Short problem - Copy the passage from the post about clearing snow, starting with "I currently do" and going on through "or s100 on.".

WIPensFan;1839023 said:


> The way I used to do them is with a pull plow and a single stage Toro blower. Pull everything you can first then snow blow to where you can get to it to pull it. I usually had a helper and he was blowing everything I could not reach over to where I could get it while I was plowing. Pull to the street and push it into the front yard. You can do places like those 2 together( walks included ) in under 15 min depending on snow depth.
> 
> Yes, a skid steer can do it faster with say a 8-10' blade or bucket, but not a little one like you suggest, those are to slow IMO. I don't know how much sidewalk your doing but I doubt it's enough to warrant spending 5-10k on a used S70 or 463. Also, how many houses do you have?


I currently do basically what you do. I do it alone so it takes a little time to unload the blower and clear these areas. I'm not opposed to doing it this way, just looking for a better way (if there is one). I'm also looking for a way to stack taller piles/relocate piles on the properties. The smaller skid would work well for some of the summer projects I do that I usually use a dingo/mt52/ or s100 on.

Image object location entries:

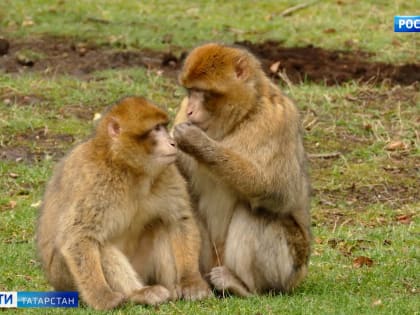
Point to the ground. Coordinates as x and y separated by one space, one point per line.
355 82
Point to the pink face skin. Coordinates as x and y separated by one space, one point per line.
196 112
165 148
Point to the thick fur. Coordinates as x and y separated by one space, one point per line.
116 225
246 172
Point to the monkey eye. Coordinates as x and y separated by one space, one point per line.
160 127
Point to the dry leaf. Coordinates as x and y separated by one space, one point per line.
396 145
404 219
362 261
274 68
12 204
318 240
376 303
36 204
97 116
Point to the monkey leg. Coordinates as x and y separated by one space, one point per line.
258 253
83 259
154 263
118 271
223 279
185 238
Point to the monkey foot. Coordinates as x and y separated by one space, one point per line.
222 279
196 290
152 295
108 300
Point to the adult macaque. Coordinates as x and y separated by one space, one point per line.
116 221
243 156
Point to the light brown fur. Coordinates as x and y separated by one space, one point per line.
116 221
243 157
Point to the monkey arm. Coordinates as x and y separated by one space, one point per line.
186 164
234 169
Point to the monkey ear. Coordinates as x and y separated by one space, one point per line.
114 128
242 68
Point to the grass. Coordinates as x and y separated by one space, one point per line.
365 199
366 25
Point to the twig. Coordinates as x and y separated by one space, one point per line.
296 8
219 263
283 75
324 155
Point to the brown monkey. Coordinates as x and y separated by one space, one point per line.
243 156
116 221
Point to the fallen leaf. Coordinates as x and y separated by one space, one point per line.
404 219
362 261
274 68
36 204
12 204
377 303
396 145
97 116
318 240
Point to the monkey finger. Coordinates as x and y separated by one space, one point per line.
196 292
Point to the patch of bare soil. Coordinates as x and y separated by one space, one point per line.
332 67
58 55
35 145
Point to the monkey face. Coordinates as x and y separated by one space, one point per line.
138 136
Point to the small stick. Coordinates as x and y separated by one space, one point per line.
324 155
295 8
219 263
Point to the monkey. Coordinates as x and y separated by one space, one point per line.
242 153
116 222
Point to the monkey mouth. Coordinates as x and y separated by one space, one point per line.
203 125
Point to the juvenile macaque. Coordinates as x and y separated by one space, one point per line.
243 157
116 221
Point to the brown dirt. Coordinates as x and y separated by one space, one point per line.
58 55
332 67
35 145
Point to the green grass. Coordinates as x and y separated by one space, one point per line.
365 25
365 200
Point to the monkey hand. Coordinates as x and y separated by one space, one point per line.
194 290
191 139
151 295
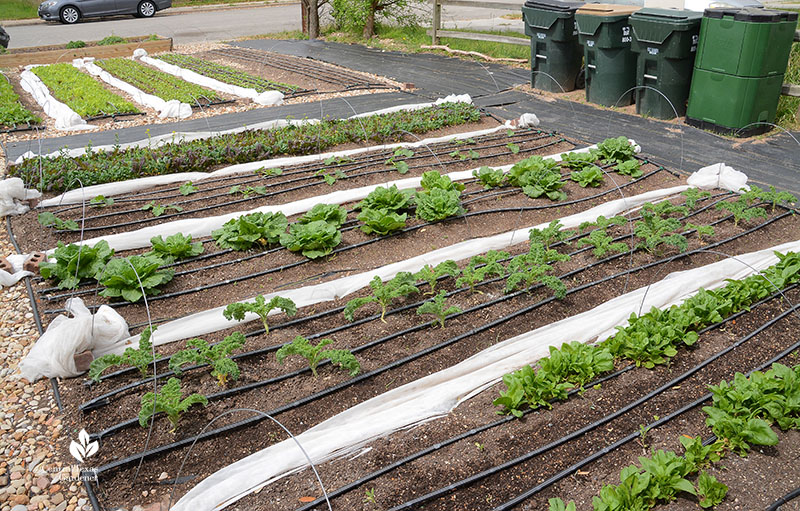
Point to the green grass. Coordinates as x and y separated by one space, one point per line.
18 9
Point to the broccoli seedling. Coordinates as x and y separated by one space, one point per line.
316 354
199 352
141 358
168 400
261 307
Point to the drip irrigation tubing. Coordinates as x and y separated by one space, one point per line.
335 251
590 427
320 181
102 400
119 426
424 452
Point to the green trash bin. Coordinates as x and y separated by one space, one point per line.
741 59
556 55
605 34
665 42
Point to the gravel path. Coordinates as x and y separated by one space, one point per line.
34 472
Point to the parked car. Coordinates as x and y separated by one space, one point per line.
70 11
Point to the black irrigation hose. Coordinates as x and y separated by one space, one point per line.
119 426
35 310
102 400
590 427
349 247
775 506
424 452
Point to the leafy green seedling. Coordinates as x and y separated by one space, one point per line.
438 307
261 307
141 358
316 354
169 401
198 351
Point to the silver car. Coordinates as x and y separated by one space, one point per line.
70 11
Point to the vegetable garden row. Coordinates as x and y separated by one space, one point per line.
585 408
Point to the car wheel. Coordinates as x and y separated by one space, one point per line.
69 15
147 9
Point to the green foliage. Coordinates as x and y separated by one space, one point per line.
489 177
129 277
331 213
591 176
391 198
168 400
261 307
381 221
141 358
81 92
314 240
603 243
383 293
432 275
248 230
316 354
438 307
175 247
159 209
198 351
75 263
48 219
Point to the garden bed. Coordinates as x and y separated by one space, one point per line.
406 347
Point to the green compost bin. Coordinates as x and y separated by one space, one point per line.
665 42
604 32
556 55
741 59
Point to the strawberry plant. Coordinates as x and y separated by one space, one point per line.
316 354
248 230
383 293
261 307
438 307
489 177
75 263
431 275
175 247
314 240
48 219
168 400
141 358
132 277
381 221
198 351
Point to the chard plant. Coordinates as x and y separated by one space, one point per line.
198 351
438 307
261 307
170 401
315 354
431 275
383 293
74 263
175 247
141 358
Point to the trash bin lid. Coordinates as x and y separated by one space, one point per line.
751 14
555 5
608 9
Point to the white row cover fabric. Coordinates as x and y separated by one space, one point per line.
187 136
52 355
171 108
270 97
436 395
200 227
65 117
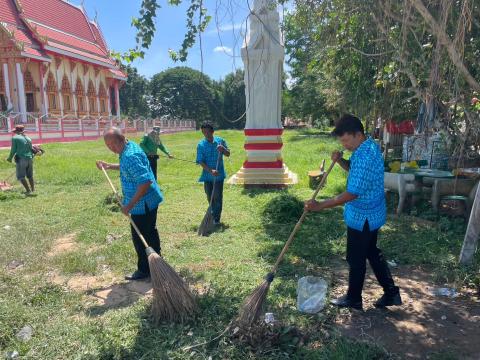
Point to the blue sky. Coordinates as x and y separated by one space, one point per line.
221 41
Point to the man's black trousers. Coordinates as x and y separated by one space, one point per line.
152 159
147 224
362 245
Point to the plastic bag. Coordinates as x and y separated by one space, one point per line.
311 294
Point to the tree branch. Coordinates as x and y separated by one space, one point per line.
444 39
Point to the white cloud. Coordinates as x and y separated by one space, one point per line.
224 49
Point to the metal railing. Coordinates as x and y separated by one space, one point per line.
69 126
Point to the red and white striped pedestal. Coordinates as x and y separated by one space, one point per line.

Response to this task -
I currently do basically what you do. I do it alone so it takes a little time to unload the blower and clear these areas. I'm not opposed to doing it this way, just looking for a better way (if there is one). I'm also looking for a way to stack taller piles/relocate piles on the properties. The smaller skid would work well for some of the summer projects I do that I usually use a dingo/mt52/ or s100 on.